**SEITE**
----
Widerstand gegen das NS-Regime
Ab 1933 standen viele hinter dem Unrechtsregime Adolf Hitlers oder behielten kritische Ansichten vorsichtshalber für sich. Doch es gab auch Mutige, die zum Widerstand aufriefen oder Verfolgten halfen, darunter zahlreiche Frauen.
Trotz aller Gefahren
Der große Aufschrei blieb aus. Die breite Mehrheit der Bevölkerung protestierte nicht, als Adolf Hitler 1933 an die Macht kam und innerhalb weniger Wochen die Demokratie aushebelte. Sie schwieg, als 1938 die Synagogen brannten, jüdische Besitztümer mutwillig zerstört und Juden gedemütigt, misshandelt und verschleppt wurden. Sie lehnte sich auch nicht auf, als 1943 in der Schlacht von Stalingrad an die 200.000 Deutsche fielen oder in Gefangenschaft gerieten. Trotzdem gab es während der gesamten Zeitspanne des Dritten Reichs Inseln des Widerstands und der Ablehnung. Gruppen und Einzelpersonen arbeiteten auf einen Sturz des Regimes hin, halfen Verfolgten oder widersetzten sich zumindest Vorschriften und Anordnungen. Zwar begann die Geschichtsforschung schon bald nach 1945, sich gezielt mit dem Widerstand während der NS-Zeit zu beschäftigen. Abgesehen von herausragenden Persönlichkeiten wie Sophie Scholl aber rückten viele weitere Frauen, die sich unter großen Risiken dem Regime entgegengestellt hatten, erst seit etwa 25 Jahren ins Blickfeld.
----
**BEREITGESTELLTE ZEILEN**

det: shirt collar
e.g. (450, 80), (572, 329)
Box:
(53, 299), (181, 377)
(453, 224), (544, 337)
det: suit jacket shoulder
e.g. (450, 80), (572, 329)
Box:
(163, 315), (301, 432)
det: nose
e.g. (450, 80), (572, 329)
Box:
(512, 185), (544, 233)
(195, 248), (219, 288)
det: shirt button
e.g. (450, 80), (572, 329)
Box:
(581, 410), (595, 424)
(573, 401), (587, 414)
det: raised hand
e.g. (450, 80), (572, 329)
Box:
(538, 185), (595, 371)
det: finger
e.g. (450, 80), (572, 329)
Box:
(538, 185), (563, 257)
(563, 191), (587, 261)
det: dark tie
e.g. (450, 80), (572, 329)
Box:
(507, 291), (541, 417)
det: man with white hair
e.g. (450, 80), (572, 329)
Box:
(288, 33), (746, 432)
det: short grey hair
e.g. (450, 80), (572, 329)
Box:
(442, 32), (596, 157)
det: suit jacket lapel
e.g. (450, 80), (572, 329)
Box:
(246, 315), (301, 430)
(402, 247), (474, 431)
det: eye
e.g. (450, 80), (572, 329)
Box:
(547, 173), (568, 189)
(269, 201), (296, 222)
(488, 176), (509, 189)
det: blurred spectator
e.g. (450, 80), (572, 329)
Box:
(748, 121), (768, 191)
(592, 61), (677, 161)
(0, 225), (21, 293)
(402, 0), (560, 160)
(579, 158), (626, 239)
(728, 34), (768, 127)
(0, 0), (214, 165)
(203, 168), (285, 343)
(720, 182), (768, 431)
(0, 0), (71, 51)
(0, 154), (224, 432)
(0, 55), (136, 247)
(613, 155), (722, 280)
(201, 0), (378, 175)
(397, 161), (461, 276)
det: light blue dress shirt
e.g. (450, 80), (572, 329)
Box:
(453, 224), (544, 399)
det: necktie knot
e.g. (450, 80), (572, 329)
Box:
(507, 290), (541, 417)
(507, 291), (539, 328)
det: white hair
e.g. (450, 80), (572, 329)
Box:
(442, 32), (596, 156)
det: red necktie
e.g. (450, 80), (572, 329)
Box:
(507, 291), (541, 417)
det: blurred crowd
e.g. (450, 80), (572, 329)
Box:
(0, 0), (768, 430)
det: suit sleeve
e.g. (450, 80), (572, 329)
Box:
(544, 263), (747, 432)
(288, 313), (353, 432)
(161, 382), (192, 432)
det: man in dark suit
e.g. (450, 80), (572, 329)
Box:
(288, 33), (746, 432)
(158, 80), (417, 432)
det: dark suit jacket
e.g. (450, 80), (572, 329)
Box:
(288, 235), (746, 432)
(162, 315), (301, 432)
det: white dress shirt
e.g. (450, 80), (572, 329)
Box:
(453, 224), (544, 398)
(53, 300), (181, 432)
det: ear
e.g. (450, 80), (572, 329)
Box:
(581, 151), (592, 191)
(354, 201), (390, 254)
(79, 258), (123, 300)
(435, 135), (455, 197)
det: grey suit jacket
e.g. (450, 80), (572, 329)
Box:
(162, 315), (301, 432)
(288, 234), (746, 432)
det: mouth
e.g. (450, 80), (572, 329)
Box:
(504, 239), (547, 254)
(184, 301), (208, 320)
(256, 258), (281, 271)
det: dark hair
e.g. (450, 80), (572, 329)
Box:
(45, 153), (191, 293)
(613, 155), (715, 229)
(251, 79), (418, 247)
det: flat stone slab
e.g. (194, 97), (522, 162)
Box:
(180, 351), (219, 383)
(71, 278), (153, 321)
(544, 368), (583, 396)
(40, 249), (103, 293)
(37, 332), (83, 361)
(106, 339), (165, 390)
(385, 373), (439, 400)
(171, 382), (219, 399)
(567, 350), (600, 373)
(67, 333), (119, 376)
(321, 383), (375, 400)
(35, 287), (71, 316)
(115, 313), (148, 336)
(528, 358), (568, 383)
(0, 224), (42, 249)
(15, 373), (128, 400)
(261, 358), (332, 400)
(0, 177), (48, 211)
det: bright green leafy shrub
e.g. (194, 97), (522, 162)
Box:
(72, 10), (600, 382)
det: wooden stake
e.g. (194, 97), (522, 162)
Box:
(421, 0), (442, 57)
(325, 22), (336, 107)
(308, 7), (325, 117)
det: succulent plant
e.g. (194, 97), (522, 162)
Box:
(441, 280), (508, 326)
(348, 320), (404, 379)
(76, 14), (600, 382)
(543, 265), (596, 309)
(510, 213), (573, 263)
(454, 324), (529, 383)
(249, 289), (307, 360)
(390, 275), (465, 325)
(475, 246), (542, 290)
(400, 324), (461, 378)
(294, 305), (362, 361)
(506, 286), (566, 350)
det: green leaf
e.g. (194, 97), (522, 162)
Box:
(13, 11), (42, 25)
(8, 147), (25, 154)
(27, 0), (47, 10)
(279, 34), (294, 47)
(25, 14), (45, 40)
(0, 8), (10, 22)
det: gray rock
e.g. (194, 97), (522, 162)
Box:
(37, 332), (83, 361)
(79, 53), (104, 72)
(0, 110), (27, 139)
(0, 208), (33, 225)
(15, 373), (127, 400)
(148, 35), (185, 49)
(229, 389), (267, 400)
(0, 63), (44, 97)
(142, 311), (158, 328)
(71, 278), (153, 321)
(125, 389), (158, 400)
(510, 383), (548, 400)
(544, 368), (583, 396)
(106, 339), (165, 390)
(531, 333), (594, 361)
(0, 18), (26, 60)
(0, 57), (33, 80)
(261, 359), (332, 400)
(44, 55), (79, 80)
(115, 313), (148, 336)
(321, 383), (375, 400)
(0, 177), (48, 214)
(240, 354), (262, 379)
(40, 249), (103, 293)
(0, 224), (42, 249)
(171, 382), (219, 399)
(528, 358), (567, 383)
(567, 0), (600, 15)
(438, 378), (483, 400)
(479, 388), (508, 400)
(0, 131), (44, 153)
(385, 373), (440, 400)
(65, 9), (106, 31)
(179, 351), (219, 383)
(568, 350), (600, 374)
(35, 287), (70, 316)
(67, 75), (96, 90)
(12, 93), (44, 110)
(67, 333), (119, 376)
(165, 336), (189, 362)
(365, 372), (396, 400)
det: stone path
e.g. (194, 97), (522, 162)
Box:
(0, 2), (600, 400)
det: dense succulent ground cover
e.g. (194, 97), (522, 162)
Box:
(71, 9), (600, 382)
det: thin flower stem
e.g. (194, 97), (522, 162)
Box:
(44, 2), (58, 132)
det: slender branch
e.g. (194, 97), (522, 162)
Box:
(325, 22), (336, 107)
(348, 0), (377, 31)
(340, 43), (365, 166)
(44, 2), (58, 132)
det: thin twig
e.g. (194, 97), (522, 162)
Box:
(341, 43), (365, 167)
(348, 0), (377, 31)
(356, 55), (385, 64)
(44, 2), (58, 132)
----
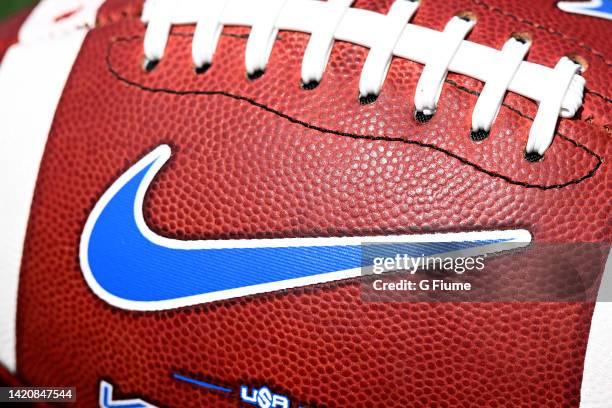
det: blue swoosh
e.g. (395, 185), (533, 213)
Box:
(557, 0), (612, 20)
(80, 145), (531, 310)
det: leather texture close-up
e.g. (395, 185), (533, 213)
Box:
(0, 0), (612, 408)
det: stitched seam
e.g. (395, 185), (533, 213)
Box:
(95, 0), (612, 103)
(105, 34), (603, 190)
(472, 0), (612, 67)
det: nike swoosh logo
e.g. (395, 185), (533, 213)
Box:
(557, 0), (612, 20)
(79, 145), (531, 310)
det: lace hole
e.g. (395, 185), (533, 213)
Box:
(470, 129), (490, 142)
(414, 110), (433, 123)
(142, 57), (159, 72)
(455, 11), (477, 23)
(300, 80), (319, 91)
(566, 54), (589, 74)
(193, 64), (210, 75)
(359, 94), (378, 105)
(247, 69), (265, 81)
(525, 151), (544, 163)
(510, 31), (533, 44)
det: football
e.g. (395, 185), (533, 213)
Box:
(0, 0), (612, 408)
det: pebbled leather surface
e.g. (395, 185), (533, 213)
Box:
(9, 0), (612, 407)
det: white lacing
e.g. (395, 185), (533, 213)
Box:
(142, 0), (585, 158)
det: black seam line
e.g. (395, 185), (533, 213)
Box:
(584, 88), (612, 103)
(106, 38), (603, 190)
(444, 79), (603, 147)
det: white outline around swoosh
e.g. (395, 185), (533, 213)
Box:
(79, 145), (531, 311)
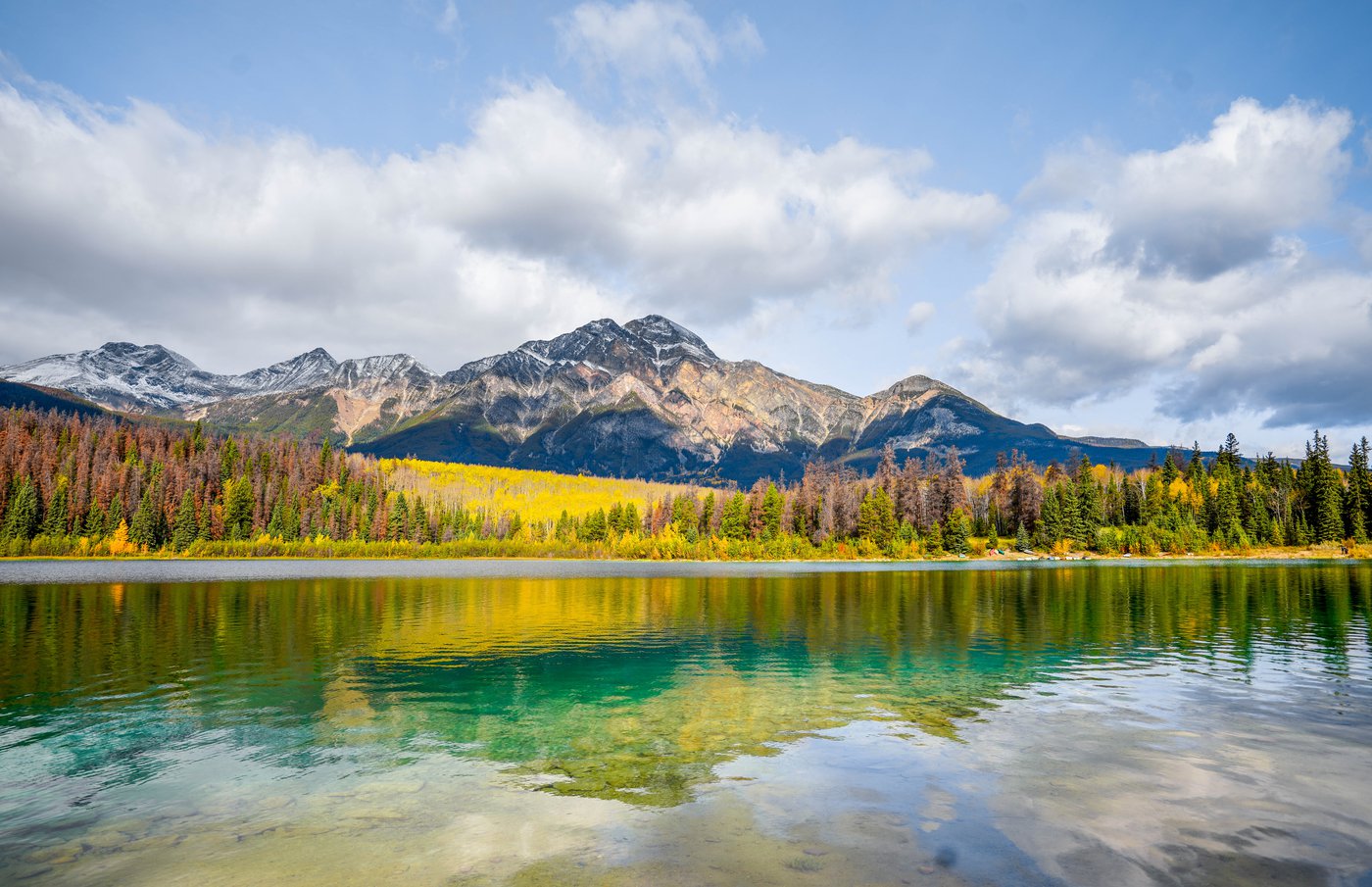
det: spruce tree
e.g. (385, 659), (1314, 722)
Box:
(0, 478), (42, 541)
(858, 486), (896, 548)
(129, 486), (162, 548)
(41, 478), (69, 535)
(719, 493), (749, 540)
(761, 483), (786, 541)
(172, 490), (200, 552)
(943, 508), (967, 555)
----
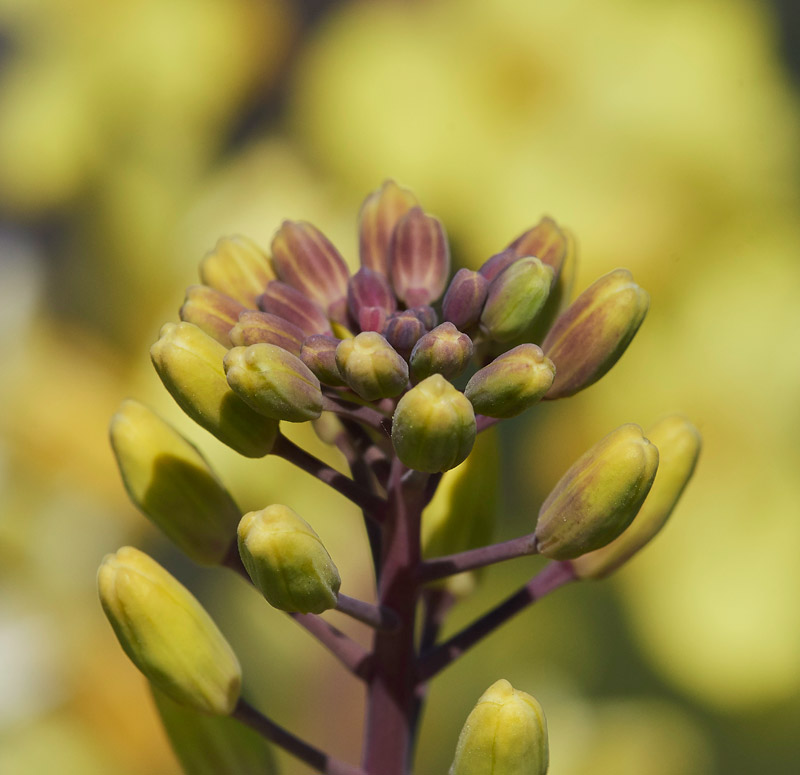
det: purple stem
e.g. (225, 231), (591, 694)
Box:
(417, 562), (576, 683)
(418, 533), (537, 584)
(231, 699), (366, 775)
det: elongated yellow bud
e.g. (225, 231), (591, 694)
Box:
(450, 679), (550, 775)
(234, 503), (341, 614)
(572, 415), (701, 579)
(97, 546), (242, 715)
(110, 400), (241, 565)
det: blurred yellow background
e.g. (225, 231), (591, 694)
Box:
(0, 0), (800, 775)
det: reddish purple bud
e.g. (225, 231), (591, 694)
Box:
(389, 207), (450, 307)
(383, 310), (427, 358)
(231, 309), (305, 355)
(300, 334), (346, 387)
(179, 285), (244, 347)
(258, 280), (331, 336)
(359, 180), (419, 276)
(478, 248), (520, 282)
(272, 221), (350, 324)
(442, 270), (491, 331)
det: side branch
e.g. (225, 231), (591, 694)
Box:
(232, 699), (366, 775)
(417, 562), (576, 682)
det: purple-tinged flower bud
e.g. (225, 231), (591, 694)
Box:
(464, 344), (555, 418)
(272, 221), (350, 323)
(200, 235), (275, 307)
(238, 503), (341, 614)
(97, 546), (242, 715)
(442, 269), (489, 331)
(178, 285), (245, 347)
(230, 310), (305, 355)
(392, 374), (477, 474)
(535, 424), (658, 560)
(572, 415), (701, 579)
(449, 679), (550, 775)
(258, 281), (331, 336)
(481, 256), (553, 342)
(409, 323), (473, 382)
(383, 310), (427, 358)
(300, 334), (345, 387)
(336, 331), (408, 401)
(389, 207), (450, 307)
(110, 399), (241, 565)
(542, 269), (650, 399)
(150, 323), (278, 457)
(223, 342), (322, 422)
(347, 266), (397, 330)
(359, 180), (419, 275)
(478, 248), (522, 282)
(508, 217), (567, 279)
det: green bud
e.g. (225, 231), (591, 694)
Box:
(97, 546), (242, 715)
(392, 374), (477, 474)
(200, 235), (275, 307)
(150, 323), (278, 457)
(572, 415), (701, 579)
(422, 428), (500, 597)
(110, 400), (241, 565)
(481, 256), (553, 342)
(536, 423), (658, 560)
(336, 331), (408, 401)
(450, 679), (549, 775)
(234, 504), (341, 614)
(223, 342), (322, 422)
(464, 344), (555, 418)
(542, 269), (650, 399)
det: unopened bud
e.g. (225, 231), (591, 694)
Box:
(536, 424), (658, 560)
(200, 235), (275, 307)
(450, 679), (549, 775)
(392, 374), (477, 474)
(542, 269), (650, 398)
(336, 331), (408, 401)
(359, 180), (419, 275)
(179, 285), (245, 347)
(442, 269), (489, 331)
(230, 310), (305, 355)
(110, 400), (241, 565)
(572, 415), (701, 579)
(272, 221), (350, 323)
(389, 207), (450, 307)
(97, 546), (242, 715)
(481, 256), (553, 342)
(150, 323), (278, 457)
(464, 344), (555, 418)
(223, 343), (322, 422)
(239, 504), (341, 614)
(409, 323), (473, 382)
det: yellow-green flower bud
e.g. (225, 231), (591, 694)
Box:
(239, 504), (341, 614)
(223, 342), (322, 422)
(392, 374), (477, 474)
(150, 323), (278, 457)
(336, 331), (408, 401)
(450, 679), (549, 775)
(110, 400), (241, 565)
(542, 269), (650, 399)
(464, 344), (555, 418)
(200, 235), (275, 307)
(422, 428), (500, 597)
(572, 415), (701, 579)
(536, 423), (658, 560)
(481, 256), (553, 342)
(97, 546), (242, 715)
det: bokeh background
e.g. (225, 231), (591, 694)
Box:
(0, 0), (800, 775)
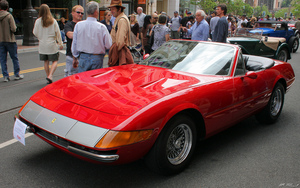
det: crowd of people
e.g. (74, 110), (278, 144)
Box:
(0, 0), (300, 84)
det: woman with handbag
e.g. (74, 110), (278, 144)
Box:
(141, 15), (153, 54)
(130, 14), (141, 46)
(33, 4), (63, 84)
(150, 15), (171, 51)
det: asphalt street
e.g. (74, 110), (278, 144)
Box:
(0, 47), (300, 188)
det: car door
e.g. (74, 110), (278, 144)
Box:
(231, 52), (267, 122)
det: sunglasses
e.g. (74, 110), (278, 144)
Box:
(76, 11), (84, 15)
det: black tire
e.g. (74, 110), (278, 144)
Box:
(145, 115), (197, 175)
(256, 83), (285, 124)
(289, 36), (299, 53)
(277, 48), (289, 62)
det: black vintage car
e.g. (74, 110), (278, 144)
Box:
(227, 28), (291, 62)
----
**ARBEITSAUFTRÄGE**
1. Prüfen Sie, ob die folgenden Aussagen mit dem Text über den Widerstand gegen das NS-Regime übereinstimmen, und belegen Sie jede Antwort (ja oder nein) mit den entscheidenden Worten des Textes im genauen Wortlaut: (a) Die Mehrheit der Bevölkerung protestierte 1933 gegen Hitlers Machtübernahme. (b) In der Schlacht von Stalingrad fielen 1943 an die 200.000 Deutsche oder gerieten in Gefangenschaft. (c) Die Geschichtsforschung befasste sich erst seit etwa 25 Jahren mit dem Widerstand während der NS-Zeit.
2. Führen Sie den Text über den Widerstand gegen das NS-Regime im Anschluss an seinen letzten Satz weiter.
Die Zeilen haben hiermit nichts zu tun.

**ERWARTETE ANTWORTEN**
1.
(a) Nein: „Die breite Mehrheit der Bevölkerung protestierte nicht, als Adolf Hitler 1933 an die Macht kam“
(b) Ja: „als 1943 in der Schlacht von Stalingrad an die 200.000 Deutsche fielen oder in Gefangenschaft gerieten“
(c) Nein: „Zwar begann die Geschichtsforschung schon bald nach 1945, sich gezielt mit dem Widerstand während der NS-Zeit zu beschäftigen.“

2.
Kampf aus dem Untergrund
Die Hintergründe, aus denen heraus sich diese Frauen den Machthabern widersetzten, war vielfältig: Links orientierte Politikerinnen wie die SPD-Reichstagsabgeordnete Toni Pfülf versuchten gleich nach der Machtübernahme Adolf Hitlers, Menschen in ihren Wahlkreisen zu Protestaktionen aufzurufen. Oder sie unterstützten die Arbeit ihrer nun verbotenen Parteien aus dem Untergrund heraus, wie Kunigunde Schwab und Lotte Branz. Auch auf der anderen Seite des politischen Spektrums, in sehr konservativen Kreisen, gab es Frauen, die sich schon früh engagierten. Die Münchner Bildhauerin Margarete Freiin von Stengel etwa hatte sich in den 1920er Jahren einer Gruppe angeschlossen, die Bayern wieder zu einem Königreich machen wollte. Ab dem Frühjahr 1933 organisierte sie Treffen gleichgesinnter NS-Gegner und wurde ab 1935 mehrfach inhaftiert.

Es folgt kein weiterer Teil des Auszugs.